:: GIVEN TEXT ::

The most obvious, of course, is the fact that Perry Reese, a once licensed physician, used his profession as a backdrop for the sale of the prescription drugs Oxycontin and Percocet. He was little more than a street dealer plying his trade in an office that was little more than a haven for the illegal activity he was conducting.
Reese took cash, jewelry and a laundry list of other items in exchange for providing patients with 20, 30 or 45 pills at a time, feeding their addiction and battering the oath he took when he became a doctor.
That Reese was able to get away with it for so long is cause for pause; the realization that his little side business might still be going on if one of his own patients hadn’t turned him is frightening. If that patient hadn’t approached the State Bureau of Investigation, more patients would likely only have become more and more addicted than they were when they first sought his help in acquiring pills they neither needed nor should have been able to get.
Disturbing, too, are the victims, themselves, individuals who saw no problem with seeking the doctor’s help in securing drugs they knew they wouldn’t ever get under normal — and legal — circumstances.
While there’s no question Reese should have been made to pay for his very illegal and very unethical behavior, one must question why these patients haven’t been brought to justice as well.
After all, what is the real difference between these individuals and any number of users who approach a dealer, cash in hand, to secure marijuana, cocaine or meth?
The answer: there is no difference, except perhaps that one often utilizes cloak of darkness or hidden alleys to score their fix; these individuals used a doctor’s office.

:::
:: INFORMATION SUPPLIED ::

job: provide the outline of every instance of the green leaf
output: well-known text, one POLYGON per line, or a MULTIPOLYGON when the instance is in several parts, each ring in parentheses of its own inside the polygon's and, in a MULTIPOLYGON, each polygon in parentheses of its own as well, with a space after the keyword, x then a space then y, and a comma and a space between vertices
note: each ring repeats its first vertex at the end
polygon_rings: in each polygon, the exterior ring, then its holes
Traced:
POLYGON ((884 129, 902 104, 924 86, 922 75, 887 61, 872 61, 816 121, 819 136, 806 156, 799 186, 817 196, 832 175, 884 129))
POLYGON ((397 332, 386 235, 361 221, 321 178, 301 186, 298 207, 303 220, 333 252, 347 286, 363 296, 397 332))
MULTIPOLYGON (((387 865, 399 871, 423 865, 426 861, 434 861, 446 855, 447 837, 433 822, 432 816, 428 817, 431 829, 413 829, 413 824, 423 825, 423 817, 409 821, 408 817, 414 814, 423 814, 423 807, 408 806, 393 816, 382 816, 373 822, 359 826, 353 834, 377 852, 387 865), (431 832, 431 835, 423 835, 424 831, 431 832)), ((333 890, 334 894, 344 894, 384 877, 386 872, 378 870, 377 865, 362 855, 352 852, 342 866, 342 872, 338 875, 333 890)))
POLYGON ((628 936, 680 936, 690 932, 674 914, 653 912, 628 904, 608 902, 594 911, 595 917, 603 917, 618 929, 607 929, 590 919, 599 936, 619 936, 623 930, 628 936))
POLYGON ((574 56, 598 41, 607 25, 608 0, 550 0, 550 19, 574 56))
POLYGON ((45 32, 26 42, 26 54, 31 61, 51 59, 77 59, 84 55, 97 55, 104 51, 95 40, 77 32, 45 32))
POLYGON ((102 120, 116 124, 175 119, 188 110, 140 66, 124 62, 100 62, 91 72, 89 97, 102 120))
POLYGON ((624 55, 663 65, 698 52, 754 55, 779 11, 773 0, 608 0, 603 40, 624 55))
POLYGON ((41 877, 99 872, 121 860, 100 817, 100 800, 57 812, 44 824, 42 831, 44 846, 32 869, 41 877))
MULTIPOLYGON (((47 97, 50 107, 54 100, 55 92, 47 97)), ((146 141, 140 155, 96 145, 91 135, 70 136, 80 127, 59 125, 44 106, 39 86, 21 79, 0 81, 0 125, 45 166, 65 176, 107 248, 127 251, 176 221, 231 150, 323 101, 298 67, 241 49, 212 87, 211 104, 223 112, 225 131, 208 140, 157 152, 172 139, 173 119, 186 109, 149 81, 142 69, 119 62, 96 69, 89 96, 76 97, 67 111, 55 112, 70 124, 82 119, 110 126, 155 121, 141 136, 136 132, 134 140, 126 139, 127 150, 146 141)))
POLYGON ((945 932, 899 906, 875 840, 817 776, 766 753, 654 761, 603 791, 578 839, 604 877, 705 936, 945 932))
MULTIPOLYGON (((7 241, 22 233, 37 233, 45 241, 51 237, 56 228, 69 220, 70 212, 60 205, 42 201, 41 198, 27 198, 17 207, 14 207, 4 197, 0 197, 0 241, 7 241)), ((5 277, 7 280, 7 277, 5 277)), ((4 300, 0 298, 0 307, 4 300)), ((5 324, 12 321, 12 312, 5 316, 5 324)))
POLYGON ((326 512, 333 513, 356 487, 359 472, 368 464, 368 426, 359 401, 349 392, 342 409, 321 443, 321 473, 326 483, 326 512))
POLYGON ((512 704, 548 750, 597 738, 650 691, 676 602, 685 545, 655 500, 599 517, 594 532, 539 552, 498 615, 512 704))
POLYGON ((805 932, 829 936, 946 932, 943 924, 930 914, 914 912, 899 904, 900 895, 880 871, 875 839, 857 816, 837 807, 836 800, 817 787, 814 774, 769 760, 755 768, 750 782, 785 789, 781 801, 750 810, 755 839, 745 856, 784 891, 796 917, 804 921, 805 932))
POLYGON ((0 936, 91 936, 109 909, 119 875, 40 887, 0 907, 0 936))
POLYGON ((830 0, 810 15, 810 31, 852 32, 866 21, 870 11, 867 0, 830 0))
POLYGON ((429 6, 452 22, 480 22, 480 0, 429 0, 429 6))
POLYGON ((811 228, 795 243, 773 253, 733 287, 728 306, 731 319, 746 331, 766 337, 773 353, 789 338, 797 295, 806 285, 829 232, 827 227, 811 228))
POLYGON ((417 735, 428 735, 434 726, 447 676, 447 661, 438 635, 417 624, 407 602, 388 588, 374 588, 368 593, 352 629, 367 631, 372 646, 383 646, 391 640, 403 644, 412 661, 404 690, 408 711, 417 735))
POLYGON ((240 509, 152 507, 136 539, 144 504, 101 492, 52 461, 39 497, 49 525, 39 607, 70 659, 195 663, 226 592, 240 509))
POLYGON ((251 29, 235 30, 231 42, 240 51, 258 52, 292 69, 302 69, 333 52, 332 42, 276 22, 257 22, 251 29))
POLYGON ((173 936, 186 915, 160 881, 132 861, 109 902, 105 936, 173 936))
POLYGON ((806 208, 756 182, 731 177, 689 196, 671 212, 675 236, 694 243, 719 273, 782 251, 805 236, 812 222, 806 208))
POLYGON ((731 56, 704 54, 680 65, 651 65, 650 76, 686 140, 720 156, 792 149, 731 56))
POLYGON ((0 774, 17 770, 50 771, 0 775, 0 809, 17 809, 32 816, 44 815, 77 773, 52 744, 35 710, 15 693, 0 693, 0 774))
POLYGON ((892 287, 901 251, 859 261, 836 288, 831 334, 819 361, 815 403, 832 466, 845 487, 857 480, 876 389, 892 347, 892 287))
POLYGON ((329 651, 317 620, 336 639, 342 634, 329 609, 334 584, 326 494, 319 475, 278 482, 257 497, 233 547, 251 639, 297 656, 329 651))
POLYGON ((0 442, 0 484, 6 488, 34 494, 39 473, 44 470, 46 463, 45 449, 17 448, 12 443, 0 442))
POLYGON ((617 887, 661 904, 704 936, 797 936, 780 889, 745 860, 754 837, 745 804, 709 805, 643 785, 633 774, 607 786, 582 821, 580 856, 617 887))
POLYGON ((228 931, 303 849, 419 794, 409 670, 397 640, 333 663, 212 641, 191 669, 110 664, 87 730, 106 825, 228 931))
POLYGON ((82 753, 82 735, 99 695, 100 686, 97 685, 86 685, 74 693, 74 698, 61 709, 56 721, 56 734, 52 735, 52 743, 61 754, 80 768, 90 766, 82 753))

:::

- **TASK REQUIREMENTS**
1. Write out the passage from the text on Perry Reese between "After all, what" and "cocaine or meth?", inclusive.
2. Answer these questions from the text on Perry Reese:
(a) Which two prescription drugs did Reese sell?
(b) What does the text say Reese took in exchange for the pills?
(c) Which agency did one of his patients approach?

- **SOLUTIONS**
1.
After all, what is the real difference between these individuals and any number of users who approach a dealer, cash in hand, to secure marijuana, cocaine or meth?

2.
(a) Oxycontin and Percocet.
(b) Cash, jewelry and a laundry list of other items.
(c) The State Bureau of Investigation.